- [What you are asked to do] Which lines of the data below contain the string "yellow"? Copy each one.

- [Collected data]
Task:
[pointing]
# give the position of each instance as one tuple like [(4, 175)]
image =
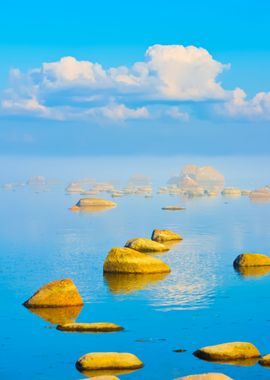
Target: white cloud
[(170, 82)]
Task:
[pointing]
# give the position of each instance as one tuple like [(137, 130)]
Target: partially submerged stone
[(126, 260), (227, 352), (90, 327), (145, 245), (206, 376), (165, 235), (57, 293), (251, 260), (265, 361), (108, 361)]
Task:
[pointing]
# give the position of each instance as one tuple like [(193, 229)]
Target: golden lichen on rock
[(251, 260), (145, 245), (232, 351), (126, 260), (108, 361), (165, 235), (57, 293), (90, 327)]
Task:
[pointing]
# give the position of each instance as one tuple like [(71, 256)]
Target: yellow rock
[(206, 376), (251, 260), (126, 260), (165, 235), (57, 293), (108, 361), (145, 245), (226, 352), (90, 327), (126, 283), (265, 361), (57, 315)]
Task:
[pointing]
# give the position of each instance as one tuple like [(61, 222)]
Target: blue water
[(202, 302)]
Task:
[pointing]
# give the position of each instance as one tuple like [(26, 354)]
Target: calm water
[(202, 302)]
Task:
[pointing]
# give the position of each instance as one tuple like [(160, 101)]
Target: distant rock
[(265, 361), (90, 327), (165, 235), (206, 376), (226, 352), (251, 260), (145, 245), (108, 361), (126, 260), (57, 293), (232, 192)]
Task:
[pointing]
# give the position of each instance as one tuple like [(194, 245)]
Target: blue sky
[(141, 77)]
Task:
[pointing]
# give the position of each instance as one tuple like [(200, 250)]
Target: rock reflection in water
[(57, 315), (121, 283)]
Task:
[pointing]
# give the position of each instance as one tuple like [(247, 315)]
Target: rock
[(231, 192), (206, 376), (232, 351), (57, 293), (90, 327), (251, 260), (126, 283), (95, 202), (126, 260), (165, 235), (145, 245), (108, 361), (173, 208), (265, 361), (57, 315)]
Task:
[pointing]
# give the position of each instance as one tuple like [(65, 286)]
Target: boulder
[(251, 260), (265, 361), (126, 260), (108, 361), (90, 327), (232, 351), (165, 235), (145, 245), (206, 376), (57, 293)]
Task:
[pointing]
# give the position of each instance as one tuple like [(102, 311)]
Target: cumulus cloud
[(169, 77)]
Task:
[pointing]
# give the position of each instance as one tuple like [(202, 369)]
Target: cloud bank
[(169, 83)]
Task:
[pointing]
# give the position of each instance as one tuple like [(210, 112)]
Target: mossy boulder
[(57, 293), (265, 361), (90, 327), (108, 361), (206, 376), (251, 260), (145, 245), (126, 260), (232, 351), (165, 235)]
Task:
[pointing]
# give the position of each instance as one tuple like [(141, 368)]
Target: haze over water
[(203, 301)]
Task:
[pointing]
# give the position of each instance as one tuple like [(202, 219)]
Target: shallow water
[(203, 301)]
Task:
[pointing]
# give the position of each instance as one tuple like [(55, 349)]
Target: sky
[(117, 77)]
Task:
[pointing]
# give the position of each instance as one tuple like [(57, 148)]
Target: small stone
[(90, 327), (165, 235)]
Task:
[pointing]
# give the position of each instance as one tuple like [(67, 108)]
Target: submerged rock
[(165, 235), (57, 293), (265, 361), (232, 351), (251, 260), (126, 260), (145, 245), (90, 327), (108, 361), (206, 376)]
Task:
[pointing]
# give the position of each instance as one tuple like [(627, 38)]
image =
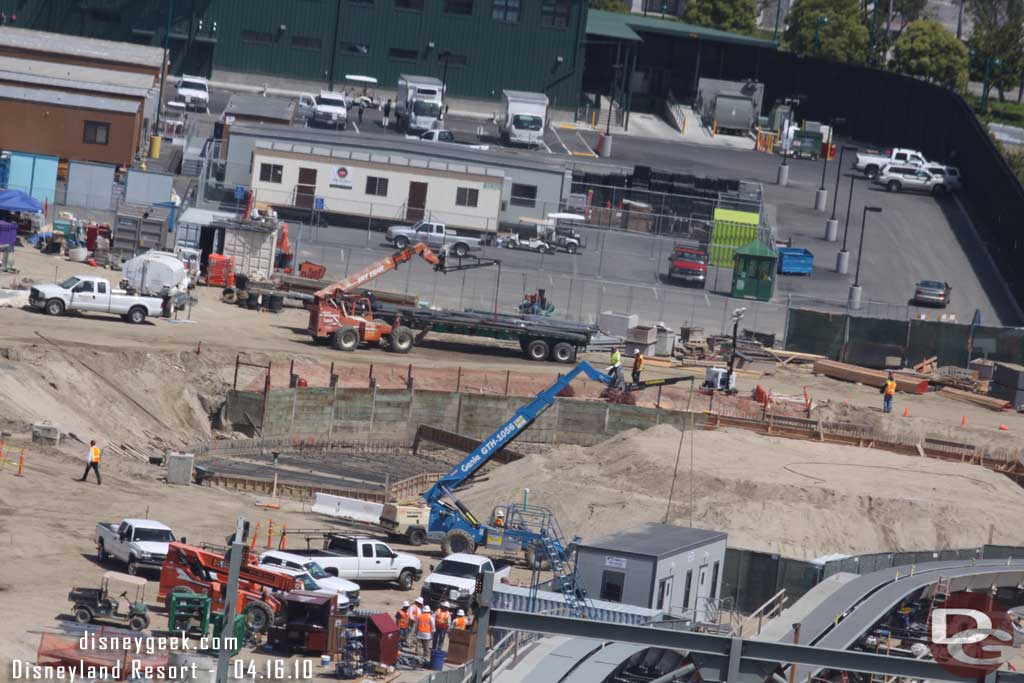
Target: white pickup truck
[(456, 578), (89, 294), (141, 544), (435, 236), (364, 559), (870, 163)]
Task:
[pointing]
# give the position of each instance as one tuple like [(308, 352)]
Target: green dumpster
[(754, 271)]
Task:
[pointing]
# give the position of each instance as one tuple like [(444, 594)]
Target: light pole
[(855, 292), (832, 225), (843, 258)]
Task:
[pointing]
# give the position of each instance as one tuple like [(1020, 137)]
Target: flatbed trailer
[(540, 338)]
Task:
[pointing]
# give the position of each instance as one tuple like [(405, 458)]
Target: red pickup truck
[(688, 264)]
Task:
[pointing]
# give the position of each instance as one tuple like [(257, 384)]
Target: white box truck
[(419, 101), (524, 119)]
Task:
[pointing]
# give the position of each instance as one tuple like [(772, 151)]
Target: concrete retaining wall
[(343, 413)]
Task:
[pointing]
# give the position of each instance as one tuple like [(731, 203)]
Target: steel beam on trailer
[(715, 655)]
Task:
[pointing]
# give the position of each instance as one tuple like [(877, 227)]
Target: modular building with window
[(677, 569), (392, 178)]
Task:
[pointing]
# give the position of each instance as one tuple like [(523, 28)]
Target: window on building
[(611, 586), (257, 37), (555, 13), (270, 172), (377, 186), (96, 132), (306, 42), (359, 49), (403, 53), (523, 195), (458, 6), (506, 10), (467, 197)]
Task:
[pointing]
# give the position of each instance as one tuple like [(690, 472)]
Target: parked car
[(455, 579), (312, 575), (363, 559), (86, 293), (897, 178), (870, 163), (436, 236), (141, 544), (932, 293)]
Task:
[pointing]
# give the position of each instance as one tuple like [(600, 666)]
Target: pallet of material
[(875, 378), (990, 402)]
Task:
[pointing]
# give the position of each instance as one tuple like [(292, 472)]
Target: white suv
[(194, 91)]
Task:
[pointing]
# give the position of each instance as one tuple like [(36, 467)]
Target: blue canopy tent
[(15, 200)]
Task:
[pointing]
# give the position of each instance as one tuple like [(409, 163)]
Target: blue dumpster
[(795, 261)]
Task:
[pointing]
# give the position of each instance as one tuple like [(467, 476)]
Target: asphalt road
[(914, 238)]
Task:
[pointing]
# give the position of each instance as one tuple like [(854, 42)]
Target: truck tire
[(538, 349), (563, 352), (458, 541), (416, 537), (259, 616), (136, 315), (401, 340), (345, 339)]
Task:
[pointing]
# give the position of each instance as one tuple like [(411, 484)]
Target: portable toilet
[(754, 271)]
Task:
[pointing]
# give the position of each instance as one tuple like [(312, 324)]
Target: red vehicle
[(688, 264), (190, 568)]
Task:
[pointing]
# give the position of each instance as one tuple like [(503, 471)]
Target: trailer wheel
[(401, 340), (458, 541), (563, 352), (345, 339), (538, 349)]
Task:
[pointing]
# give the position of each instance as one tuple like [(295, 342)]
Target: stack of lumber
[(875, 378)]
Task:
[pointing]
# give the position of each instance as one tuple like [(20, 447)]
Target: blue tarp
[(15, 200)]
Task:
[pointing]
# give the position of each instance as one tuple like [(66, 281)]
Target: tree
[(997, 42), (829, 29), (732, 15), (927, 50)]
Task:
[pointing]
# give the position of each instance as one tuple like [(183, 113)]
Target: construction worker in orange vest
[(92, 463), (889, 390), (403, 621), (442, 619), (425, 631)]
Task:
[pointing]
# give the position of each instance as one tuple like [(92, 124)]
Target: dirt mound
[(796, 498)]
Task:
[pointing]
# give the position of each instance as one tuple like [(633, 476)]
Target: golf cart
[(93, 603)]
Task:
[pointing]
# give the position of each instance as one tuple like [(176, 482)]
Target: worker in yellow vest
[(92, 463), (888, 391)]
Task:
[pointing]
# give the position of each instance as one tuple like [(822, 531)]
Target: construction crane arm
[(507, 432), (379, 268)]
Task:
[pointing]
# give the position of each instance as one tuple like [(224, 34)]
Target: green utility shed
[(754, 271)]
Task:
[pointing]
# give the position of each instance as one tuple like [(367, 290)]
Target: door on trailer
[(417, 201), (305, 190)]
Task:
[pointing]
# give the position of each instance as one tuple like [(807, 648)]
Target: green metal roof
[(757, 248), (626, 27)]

==

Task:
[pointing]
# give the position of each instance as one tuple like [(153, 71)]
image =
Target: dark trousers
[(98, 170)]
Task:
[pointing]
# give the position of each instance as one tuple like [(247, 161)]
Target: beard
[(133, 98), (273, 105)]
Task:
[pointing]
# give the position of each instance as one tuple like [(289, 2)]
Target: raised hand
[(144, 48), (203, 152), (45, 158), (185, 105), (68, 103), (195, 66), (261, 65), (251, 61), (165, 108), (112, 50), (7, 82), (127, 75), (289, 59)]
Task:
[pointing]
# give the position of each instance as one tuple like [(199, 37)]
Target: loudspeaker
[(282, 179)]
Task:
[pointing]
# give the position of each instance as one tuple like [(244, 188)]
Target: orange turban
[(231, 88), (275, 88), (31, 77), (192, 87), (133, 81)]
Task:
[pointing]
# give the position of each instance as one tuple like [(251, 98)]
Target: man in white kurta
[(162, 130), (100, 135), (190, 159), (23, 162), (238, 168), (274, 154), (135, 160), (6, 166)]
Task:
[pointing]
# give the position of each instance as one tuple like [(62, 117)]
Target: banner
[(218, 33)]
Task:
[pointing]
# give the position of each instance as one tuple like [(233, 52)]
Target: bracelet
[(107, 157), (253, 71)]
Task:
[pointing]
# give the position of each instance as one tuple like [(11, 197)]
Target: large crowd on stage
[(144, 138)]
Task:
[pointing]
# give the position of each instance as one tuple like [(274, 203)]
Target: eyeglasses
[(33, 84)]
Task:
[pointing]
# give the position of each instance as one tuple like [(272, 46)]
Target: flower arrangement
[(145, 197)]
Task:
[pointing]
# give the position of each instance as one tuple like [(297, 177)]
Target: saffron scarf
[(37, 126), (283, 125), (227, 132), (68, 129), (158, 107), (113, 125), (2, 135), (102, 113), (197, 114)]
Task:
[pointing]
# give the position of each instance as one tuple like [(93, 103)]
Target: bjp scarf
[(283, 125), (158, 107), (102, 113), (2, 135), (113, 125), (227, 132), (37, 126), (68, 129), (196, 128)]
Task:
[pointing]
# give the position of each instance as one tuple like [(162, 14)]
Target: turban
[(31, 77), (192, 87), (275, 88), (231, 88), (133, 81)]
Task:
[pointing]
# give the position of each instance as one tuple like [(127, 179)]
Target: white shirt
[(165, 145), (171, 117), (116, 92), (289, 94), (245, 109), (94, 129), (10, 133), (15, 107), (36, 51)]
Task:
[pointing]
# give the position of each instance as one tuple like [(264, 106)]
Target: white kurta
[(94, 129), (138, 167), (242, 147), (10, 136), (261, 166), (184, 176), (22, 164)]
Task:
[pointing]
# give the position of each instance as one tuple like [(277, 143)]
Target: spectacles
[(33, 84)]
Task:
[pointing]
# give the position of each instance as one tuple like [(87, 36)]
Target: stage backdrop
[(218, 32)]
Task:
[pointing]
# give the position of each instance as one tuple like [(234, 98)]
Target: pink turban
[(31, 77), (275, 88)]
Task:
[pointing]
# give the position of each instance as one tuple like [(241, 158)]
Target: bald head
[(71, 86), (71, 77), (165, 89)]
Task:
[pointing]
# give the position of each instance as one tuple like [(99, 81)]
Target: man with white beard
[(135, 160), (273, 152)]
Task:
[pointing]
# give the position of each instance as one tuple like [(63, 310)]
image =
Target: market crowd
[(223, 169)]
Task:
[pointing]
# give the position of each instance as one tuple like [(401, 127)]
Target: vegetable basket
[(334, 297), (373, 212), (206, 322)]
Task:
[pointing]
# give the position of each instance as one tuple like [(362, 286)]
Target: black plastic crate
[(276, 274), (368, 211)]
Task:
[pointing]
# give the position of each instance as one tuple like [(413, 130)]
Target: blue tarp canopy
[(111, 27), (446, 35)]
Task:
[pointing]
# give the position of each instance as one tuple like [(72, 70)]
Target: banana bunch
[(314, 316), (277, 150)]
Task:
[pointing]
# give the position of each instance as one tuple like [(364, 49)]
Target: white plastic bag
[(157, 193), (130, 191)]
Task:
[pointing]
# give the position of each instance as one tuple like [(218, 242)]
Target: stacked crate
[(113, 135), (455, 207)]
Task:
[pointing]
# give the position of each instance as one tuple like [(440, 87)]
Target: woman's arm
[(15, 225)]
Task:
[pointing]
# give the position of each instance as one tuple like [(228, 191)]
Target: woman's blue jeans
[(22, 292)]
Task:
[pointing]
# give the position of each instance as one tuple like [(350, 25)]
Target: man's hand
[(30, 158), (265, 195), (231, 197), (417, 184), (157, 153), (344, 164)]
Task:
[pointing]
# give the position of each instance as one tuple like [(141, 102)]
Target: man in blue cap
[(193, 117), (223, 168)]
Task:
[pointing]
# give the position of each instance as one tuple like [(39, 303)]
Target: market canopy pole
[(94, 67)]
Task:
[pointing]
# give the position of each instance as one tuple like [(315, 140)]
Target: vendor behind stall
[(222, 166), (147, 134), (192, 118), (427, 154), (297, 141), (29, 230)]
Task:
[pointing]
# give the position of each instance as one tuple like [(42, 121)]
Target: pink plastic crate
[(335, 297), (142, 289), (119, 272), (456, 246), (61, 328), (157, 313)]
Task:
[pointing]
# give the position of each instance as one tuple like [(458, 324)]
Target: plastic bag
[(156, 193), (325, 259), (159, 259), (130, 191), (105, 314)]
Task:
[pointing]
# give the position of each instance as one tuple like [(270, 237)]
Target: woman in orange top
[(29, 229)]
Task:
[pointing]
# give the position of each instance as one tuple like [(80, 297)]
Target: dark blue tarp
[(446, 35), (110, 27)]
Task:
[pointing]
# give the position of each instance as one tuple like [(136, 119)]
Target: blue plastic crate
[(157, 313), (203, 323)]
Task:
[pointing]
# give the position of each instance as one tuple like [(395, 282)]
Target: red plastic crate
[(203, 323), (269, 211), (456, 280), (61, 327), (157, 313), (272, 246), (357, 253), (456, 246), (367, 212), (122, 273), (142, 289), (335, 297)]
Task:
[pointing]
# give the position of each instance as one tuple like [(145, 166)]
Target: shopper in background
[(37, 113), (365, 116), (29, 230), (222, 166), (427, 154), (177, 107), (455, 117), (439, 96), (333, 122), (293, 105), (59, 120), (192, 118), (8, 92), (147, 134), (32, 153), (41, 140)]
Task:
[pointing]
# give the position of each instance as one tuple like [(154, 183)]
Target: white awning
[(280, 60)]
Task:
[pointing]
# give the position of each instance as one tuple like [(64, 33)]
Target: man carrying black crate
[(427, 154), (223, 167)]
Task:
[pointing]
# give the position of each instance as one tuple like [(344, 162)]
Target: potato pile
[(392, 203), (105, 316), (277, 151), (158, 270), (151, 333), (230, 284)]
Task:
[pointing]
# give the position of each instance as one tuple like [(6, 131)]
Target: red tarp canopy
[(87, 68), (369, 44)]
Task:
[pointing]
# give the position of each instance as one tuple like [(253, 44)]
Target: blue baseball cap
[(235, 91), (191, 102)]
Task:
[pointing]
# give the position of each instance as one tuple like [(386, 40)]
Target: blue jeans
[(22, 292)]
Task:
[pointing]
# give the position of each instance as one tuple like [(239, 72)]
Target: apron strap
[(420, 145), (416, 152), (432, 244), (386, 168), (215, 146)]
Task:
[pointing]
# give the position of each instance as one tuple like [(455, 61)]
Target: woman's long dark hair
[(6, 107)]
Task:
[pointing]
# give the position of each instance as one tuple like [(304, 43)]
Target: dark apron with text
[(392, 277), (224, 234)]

- [Final result]
Target: yellow rock
Target: worker in yellow vest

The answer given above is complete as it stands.